C'est l'histoire d'une fuite. Ou plutôt de plusieurs fuites. En avant, pour échapper à quelque chose ou à quelqu'un, ou en arrière, à la poursuite de quelque chose ou de quelqu'un.

Henry Scowcroft, le handicapé à la jambe traînante, fuit : il fuit sa cabane incendiée, il fuit les quatre frères Duff complètement attardés, il en fuit un autre (Morgan) qui tient absolument à lui faire la peau, il fuit son passé dans lequel la seule fille Duff de la fratrie est morte noyée suivie de près par son père.

Le docteur Marifield, dit Doc, fuit : il fuit les mêmes frères Duff, il fuit son passé abandonné physiquement à Vancouver mais qui le tient encore psychologiquement, il fuit un gout immodéré pour la boisson forte, il fuit ses sentiments qui l'attachent à une squaw du village indien des Corbeaux (oui, oui, d'où le titre), il fuit à la recherche d'un encore autre frère Duff (Thomas).

La folie des êtres humains n'a dans ce récit d'égal que la dureté de la nature à l'état brut. On est ici en plein Nature Writing, dont les éditions Gallmeister ont fait récemment les lettres de noblesse et dont les éditions du défunt Serpent à Plume renaissant aujourd'hui de ses cendres prennent la balle au bond avec une adresse certaine.

L'action se déroule sur l'île de Skincuttle, dans la Colombie-Brtannique canadienne, montagneuse, boisée, pluvieuse… la nature a un côté hostile chevillé au corps qui ne demande qu'à se défendre quand il est question d'exploiter une mine, de créer des routes et une ligne de chemin de fer.

La nature, pour importante qu'elle est dans l'histoire, n'en est pas pour autant le seul centre : elle laisse la part belle aux personnages de Trevor Ferguson, agissant comme catalyseur de leurs folies, de leurs angoisses, de leurs psychoses. Quand le nature writing prend habituellement comme point de départ la personnification de la nature en tant que personnage principal, Trevor Ferguson ne prend pas cette voie et préfère laisser à la nature son côté… naturel, dé-personnifié mais en lui conservant son caractère de pièce centrale du puzzle. Ne bénéficiant pas de cette personnification chère aux auteurs de nature writing, la nature doit donc passer par des intermédiaires, en l'occurrence les personnages de Trevor Ferguson, chacun avec leur histoire, chacun avec une relation propre à la nature : qui en a peur, qui la respecte, qui est en symbiose avec elle…

Si l'histoire tourne autour de la nature, de la question de la mine, de celle des sabotages subis par les équipes sur place chargées d'organiser le chantier de la mine, etc… tous ces éléments ne font que renvoyer à l'histoire de la famille Duff et de son enracinement sur l'île. Morgan, de retour après 17 ans d'absence, revenant en quelque sorte sur les lieux du crime, Thomas Duff, son frère, ermite depuis 17 ans dans les montagnes, Gail Duff, décédée tragiquement 17 ans auparavant et dont le fantôme hante toutes les pages du livre, constamment rappelé à notre souvenir par Henry dont on soupçonne rapidement l'amour qu'il a pu avoir pour Gail et toujours obnubilé par cette femme depuis 17 ans.
_ _ _ _
▶ _Consigne 1_:
D'après l'extrait, sur quelle île se déroule l'action ?
_ _ _ _
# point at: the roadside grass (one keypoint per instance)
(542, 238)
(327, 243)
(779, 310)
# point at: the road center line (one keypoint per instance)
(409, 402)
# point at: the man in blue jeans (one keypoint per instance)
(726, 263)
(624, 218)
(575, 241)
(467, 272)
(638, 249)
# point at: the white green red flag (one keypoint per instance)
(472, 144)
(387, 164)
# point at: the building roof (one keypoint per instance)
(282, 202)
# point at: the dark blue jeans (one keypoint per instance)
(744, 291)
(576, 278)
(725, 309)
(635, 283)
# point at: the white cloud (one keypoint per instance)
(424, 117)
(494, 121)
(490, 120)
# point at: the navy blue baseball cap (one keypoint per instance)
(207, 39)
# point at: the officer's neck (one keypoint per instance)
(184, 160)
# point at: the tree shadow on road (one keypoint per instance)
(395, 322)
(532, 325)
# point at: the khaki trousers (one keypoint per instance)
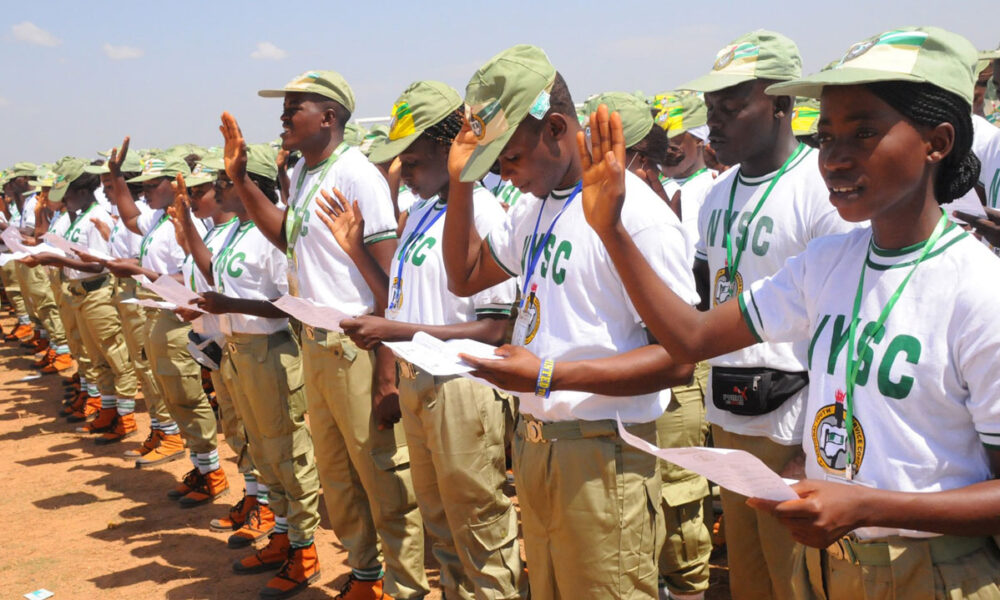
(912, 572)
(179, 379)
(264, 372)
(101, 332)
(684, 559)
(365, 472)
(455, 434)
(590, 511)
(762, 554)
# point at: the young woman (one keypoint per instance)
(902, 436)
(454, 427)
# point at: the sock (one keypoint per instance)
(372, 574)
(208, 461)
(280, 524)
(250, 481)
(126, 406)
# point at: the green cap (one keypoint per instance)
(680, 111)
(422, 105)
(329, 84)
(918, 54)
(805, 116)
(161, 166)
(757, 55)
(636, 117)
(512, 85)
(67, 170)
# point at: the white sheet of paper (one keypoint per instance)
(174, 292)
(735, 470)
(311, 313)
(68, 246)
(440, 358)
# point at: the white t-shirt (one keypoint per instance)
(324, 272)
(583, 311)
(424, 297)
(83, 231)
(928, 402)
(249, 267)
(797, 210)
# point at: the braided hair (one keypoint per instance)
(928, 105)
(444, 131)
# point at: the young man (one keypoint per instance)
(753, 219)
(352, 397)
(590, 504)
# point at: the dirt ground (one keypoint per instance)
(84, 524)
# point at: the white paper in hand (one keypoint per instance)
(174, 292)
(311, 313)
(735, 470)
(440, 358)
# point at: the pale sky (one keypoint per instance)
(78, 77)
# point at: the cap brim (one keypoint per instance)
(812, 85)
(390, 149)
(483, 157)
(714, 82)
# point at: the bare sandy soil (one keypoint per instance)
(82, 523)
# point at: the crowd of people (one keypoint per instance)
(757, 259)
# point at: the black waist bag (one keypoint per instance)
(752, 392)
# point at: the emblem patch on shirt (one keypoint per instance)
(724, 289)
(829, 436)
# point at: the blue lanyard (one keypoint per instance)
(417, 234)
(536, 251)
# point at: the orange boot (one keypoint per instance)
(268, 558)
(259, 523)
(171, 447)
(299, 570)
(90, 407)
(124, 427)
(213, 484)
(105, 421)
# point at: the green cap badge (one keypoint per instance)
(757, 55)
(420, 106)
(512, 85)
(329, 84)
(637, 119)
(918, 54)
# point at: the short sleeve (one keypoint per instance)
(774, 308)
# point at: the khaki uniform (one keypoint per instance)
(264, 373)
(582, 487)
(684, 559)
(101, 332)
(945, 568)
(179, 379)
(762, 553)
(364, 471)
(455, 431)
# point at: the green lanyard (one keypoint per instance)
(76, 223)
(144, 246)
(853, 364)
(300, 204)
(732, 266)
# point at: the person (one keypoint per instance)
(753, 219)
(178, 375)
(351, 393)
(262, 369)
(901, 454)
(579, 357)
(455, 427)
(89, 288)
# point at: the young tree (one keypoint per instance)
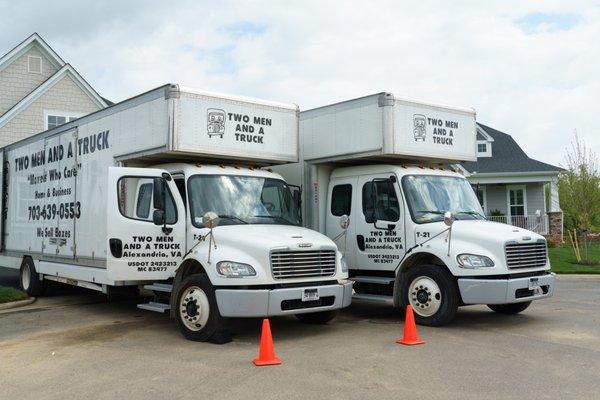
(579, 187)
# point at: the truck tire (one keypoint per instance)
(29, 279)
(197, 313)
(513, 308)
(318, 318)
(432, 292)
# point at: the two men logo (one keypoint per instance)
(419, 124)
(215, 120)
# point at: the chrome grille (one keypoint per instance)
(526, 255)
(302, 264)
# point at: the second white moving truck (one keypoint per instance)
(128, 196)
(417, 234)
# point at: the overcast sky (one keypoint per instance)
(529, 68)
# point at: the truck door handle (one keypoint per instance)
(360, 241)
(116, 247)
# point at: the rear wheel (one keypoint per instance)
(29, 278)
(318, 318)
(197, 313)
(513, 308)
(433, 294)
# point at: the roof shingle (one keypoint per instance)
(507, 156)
_ _ _ _
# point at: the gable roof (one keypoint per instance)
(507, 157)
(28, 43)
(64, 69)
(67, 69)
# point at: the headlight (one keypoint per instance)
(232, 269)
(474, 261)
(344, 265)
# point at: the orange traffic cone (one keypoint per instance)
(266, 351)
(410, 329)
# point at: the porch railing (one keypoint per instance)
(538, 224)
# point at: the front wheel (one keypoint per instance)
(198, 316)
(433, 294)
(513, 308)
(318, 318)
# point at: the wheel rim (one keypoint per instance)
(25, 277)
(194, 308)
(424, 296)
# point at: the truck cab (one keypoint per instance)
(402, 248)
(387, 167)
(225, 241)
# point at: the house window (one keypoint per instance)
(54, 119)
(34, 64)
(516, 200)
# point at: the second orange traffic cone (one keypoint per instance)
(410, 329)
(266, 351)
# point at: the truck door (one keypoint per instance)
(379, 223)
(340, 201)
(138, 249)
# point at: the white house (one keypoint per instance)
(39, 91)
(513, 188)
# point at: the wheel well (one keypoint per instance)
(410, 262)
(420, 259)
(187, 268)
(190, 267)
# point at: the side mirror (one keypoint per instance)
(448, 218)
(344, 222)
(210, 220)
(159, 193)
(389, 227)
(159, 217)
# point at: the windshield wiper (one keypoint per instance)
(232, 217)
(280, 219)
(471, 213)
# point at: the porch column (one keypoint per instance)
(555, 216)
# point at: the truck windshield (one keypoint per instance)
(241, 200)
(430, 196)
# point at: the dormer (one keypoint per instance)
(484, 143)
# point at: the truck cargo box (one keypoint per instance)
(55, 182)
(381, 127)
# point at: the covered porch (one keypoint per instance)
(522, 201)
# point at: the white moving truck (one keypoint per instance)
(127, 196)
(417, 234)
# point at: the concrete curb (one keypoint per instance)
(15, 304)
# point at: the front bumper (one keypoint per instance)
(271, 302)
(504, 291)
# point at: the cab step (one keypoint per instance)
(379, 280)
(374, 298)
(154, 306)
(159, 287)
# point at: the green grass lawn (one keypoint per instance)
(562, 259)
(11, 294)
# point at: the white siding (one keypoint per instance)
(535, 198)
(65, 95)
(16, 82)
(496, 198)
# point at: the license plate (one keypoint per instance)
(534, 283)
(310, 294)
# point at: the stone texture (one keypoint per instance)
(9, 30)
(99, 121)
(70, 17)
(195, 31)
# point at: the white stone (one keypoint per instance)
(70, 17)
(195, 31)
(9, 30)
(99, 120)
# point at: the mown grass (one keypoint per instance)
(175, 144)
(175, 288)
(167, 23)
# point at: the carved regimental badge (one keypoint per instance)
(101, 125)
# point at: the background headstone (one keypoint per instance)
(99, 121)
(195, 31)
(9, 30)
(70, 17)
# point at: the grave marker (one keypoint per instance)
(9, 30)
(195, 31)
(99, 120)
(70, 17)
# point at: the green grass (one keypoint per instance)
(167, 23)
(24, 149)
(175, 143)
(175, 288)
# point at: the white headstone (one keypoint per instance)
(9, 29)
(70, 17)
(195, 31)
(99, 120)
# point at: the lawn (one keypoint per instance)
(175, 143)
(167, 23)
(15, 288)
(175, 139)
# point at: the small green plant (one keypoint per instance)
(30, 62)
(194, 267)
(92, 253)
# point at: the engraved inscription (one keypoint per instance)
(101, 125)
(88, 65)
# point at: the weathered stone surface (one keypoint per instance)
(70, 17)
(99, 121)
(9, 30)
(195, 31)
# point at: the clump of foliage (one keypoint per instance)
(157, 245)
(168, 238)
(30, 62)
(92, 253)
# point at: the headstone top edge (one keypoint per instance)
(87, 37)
_ _ _ _
▶ _Consigne 2_:
Relevez toutes les lignes qui contiennent le mot "cone".

▶ _Corrigé 1_:
Sur l'île de Skincuttle.

▶ _Corrigé 2_:
# point at: the orange traffic cone (one keypoint per instance)
# point at: the second orange traffic cone (one keypoint per instance)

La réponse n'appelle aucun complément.